▶ [Excerpted data]:
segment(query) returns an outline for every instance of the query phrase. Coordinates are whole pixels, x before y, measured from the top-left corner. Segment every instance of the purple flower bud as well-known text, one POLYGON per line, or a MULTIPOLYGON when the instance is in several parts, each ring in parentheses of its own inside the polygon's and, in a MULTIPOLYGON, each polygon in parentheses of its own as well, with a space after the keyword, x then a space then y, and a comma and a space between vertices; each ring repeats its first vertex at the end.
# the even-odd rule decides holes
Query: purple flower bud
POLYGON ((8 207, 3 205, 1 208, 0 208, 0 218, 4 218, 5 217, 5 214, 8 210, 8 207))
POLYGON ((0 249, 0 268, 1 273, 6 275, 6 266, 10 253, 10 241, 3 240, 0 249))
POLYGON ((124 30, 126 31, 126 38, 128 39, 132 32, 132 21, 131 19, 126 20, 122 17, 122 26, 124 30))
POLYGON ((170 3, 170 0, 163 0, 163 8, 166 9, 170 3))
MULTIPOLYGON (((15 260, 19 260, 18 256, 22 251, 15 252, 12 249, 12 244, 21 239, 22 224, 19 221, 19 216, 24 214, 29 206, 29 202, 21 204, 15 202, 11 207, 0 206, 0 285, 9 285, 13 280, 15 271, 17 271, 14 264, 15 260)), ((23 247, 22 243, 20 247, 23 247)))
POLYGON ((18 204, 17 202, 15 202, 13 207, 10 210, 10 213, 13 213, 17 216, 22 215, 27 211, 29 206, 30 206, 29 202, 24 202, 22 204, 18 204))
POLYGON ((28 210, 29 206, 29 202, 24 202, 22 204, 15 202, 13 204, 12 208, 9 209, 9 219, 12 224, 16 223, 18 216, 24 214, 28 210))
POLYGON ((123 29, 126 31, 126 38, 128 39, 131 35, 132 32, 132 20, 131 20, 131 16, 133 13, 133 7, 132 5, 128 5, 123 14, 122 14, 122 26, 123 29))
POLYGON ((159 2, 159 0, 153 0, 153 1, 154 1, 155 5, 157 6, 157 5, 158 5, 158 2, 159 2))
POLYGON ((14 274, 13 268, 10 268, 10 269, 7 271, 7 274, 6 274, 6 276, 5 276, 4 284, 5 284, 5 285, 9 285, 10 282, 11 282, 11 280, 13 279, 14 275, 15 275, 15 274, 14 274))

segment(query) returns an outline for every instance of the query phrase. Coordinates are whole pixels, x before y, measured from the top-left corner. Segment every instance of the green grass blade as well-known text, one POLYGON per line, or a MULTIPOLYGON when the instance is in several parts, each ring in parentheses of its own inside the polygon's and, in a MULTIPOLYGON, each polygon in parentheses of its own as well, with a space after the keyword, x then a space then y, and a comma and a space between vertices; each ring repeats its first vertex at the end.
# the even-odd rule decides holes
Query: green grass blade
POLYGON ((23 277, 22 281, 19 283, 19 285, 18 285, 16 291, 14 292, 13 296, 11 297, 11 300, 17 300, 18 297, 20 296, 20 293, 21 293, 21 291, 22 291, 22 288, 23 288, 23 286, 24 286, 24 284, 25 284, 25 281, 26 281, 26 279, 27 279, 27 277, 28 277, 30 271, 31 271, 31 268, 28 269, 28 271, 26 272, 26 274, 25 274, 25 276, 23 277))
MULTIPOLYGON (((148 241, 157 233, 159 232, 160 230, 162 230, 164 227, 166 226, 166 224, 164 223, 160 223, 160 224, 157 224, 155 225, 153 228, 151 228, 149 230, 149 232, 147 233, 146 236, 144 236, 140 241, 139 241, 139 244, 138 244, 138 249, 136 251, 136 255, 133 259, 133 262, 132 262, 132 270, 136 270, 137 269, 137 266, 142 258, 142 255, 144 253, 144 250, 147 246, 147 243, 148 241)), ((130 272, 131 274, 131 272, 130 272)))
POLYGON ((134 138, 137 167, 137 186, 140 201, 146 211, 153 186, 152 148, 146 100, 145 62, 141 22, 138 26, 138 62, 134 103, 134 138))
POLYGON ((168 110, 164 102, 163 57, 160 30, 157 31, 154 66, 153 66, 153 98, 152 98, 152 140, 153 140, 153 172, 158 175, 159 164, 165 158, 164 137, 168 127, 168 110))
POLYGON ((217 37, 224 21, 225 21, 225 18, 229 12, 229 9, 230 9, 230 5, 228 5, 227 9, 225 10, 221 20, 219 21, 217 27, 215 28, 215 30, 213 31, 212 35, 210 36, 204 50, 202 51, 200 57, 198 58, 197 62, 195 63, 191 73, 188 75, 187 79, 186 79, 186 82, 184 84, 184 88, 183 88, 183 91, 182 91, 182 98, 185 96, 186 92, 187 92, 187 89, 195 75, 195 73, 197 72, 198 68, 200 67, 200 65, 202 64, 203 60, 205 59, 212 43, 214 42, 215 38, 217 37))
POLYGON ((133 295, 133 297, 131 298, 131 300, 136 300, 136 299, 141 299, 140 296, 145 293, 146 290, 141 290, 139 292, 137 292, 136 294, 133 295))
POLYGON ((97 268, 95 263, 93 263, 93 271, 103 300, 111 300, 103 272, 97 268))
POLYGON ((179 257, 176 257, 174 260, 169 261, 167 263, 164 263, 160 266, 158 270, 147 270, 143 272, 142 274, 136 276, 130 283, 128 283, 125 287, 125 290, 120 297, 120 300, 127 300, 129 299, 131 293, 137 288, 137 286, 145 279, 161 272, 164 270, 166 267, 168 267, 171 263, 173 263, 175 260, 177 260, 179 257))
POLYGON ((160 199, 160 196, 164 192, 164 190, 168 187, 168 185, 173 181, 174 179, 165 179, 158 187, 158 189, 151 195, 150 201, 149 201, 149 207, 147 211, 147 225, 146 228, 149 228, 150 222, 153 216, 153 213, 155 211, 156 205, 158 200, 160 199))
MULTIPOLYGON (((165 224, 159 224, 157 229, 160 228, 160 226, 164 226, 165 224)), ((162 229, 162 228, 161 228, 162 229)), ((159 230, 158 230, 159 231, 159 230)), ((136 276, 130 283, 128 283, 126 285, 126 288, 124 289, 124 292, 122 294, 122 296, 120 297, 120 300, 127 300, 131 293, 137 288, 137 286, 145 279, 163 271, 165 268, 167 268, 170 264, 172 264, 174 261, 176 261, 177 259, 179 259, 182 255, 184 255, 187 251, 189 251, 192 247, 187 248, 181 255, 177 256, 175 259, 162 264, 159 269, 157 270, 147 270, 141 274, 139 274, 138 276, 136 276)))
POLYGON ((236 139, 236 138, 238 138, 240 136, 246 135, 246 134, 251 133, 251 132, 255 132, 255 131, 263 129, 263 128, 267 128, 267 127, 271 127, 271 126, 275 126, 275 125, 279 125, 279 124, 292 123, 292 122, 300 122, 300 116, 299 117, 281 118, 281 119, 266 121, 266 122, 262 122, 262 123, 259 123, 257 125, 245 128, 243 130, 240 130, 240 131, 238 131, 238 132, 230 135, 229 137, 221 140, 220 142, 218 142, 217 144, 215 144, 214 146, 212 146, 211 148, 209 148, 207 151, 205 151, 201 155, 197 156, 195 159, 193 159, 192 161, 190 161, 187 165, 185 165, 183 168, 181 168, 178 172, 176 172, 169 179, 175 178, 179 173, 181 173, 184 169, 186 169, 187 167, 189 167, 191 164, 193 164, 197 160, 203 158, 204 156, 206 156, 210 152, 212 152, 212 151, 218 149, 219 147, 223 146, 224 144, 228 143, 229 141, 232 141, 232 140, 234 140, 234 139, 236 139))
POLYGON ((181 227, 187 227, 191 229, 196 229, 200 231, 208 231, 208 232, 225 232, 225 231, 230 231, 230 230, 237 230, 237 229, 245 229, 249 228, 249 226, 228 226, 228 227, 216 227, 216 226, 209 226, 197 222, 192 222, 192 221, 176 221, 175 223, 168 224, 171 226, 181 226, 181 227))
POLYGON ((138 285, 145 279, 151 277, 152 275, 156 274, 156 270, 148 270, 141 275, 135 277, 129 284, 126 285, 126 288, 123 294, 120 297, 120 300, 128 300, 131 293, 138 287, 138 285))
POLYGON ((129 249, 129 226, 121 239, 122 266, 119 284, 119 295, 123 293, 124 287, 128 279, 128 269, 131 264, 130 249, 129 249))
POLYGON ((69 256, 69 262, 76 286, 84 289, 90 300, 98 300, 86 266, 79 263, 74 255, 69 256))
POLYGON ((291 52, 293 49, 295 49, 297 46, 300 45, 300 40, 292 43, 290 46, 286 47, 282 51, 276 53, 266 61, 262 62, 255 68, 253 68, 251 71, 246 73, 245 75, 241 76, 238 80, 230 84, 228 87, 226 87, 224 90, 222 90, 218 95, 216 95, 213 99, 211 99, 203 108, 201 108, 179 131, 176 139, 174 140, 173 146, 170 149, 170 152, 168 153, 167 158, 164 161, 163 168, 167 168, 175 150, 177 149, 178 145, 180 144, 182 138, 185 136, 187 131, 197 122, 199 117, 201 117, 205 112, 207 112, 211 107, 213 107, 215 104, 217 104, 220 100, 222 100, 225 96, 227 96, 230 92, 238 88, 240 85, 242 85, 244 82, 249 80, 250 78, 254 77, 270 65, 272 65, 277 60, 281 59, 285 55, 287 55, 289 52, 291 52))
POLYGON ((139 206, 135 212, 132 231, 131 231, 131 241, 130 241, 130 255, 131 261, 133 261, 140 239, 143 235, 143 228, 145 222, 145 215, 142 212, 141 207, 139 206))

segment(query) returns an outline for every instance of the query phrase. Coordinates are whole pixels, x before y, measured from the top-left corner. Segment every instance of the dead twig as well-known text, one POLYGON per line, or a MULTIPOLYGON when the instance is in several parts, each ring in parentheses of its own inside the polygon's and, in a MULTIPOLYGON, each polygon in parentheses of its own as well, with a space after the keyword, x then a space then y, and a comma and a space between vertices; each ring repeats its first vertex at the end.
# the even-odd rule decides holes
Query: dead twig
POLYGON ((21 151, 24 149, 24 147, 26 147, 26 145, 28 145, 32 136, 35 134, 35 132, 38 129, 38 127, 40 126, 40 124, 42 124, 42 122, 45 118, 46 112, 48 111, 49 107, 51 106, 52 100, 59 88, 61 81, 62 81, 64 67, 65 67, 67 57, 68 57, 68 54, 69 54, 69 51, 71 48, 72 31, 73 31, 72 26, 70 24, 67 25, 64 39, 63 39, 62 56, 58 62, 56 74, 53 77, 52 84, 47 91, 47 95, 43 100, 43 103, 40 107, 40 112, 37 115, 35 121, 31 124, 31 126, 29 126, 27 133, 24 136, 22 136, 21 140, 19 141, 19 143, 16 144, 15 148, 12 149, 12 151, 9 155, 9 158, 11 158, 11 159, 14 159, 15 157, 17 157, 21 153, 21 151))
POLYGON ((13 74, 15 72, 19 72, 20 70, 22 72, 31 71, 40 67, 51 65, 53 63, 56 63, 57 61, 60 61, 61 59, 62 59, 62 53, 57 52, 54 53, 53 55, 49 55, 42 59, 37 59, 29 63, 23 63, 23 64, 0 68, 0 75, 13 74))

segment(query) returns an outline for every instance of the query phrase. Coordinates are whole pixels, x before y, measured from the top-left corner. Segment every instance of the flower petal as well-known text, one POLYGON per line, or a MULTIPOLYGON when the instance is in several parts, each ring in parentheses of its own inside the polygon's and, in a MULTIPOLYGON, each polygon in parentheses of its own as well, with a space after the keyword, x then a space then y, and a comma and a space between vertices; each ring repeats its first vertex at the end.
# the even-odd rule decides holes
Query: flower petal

▶ [Your instructions]:
Scan the records above for the word "petal". Show each line in which it appears.

▶ [Output for this exercise]:
segment(query) returns an outline for every instance of the query phrase. Coordinates are whole pixels, x before y, measured from the top-left corner. Segment every instance of the flower petal as well-known text, one POLYGON per line, or a MULTIPOLYGON when the instance is in several parts, each ring in parentheses of its own inside the polygon's and, in a MULTIPOLYGON, each polygon in parentheses of its own as well, with a space after the keyword, x then a space then y, and a comma and a space between vertices; each ring repeats its first vertex at the end.
Query: flower petal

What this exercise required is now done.